# GOAL:
With the line containing "Task: point to every instance of the bridge railing." as the first line and the last line of the records as the final one, reproduce that range exactly.

Point annotation records
::::

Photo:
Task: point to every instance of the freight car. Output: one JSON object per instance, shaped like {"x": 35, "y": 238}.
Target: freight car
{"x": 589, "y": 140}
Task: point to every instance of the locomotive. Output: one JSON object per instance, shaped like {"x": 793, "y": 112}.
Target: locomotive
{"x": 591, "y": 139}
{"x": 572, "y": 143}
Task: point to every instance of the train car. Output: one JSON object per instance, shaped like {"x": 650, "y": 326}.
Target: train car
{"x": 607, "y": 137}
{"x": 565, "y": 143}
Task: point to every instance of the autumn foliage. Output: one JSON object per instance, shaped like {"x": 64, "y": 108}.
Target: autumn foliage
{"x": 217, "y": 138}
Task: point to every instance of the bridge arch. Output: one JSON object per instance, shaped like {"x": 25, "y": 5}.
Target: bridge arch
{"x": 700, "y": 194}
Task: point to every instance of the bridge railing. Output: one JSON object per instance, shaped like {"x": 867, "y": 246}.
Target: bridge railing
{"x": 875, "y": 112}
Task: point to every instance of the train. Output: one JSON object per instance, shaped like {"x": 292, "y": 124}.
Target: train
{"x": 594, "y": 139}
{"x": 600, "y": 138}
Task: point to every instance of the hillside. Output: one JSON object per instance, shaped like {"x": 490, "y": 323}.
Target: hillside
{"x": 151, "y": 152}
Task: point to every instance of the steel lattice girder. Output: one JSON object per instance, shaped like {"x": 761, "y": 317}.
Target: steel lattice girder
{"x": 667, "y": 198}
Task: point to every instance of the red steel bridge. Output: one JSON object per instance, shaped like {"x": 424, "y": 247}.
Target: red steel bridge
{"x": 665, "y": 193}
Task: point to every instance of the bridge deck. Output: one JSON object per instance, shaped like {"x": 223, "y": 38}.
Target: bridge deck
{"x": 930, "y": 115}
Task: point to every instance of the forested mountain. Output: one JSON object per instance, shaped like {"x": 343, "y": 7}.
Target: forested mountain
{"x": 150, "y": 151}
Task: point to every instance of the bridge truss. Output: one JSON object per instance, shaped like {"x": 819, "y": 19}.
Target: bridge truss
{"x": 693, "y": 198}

::::

# FINISHED ANSWER:
Task: point to every instance of the bridge railing. Output: one JSON object per instance, shaped like {"x": 867, "y": 246}.
Target: bridge railing
{"x": 875, "y": 112}
Task: point to every instance of the train. Output: one JSON object per instance, shaped like {"x": 292, "y": 124}.
Target: train
{"x": 594, "y": 139}
{"x": 600, "y": 138}
Task: point to every instance of the hillside. Output: one JSON object per instance, shaped like {"x": 490, "y": 323}.
Target: hillside
{"x": 151, "y": 152}
Task: point to every instance of the steel lattice girder. Output: one JSON object per instance, shaped like {"x": 761, "y": 317}.
Target: steel lattice girder
{"x": 667, "y": 198}
Task: point to every instance of the red steel bridge. Output: one JSON object per instance, shaped like {"x": 424, "y": 247}.
Target: red steel bridge
{"x": 665, "y": 193}
Task: point to every instance of the bridge deck. Output: one JSON object per instance, shaped like {"x": 223, "y": 38}.
Target: bridge deck
{"x": 930, "y": 115}
Task: point to every instance of the forested mountain. Output: one JSON object per instance, shaped like {"x": 343, "y": 7}.
Target: forested mountain
{"x": 150, "y": 151}
Task: point to every instance of the bridge truss. Output: one JSON object per instance, shaped like {"x": 819, "y": 19}.
Target: bridge truss
{"x": 693, "y": 198}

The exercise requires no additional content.